-- Opening Marker --

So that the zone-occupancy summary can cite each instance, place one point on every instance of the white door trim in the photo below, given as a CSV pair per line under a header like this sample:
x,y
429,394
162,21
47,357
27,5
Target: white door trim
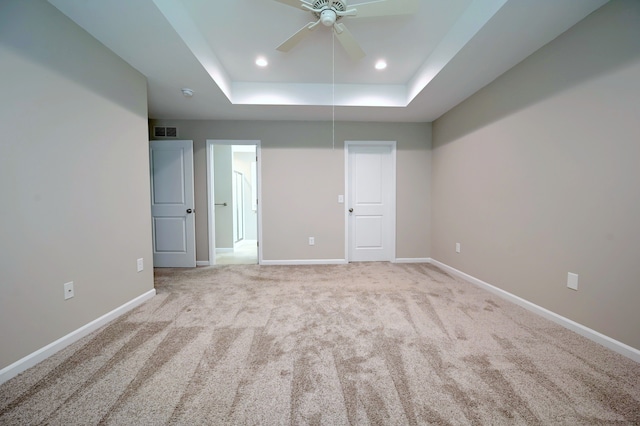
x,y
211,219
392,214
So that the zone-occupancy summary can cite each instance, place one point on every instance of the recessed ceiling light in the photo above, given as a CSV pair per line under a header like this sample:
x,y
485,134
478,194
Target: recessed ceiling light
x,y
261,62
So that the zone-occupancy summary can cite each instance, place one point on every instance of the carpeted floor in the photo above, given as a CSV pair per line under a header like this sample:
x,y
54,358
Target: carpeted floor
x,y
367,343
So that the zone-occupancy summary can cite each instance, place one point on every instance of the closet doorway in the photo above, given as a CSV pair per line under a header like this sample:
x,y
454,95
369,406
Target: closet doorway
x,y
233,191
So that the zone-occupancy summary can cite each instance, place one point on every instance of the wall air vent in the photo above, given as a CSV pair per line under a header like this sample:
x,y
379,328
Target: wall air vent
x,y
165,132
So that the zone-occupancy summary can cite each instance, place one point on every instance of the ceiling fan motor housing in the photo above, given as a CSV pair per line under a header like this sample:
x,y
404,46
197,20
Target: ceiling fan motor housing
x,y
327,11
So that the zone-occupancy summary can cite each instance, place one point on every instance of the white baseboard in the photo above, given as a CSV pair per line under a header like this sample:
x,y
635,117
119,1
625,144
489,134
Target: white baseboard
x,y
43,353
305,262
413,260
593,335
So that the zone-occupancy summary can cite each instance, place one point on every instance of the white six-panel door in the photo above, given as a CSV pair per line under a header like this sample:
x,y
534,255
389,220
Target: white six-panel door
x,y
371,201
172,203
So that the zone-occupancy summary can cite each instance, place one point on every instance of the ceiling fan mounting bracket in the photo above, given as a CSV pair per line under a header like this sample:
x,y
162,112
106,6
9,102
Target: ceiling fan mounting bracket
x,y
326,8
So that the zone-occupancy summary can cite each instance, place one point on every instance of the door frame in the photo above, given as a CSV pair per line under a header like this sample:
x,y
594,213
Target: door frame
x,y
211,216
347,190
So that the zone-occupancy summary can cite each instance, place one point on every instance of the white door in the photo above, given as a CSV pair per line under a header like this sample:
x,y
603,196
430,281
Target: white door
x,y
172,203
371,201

-- Closing Marker --

- _Assigned task_
Restate the listing word for word and drop the pictures.

- _Solved problem_
So that the zone-occupancy summary can cite each instance, place one point on every instance of the white door trim in the photo below, given as a CSV pair per line under a header like this sample:
x,y
429,394
162,21
47,357
27,5
Target: white door trim
x,y
211,219
392,214
So that the zone-occupancy summary can cite each instance, place one point on every instance of the recessed ceiling light in the photo above, given as a CSV pair per line under a header like this sample:
x,y
485,134
478,194
Target: recessed ceiling light
x,y
261,62
So that the zone-occupancy summary can cite each instance, place one point on every instance of the carpeted floor in the photo above, given as a CSV pair per line under a header like this sample:
x,y
54,358
Target: carpeted floor
x,y
367,343
So that the zone-occupancy summary can cite each instance, place one point on every instance of the closet doorway in the photo above, given as a CSV pair per line under a header like this sample:
x,y
454,95
369,406
Target: closet doorway
x,y
233,191
So that the zone-occupancy summary can cite each instance, place one point on every instance of the wall air vent in the photo above, given as a CSV pair per line under a header like this sample:
x,y
379,328
Target: wall air vent
x,y
165,132
So that the zone-occupancy summary can cite each instance, place one point on every instance of the ceiling fan motor housing in the photo above, given as a CSV pair per line under a header like this sample:
x,y
404,46
197,20
Target: ceiling fan motor housing
x,y
327,11
So that the zone-occupancy summary can cite each instance, place one point on every instance of the white baseboard in the photo above, given as a CSV pair per line under a header like this sample:
x,y
635,117
119,1
625,144
489,134
Target: white baseboard
x,y
43,353
305,262
413,260
593,335
So that the zone-occupancy summary can cite each instance, place one point on every instance of the white six-panel door in the photo above, given as a CSV pair per line under a header like this sample:
x,y
534,255
389,220
Target: white six-panel door
x,y
371,201
172,203
So that the zone-occupancy summary can cite each instance, place one point on every instance of the ceiling fan mounting bracket in the photo above, given as a CSV pair per line under a header like this sample:
x,y
162,112
106,6
9,102
Target: ceiling fan mounting bracket
x,y
326,8
So that the zone-occupancy summary can cite each instance, place one point on every instance of the door frame in the photo above, given as a CSV pair per line under a header like this sample:
x,y
594,213
Target: door frame
x,y
211,216
347,190
So that the zone-occupancy summary can cite each instance, place one point on every instance of the white door in the photo above, given as a CSV pair per line under a header like this sample:
x,y
603,196
430,281
Target: white door
x,y
172,203
371,201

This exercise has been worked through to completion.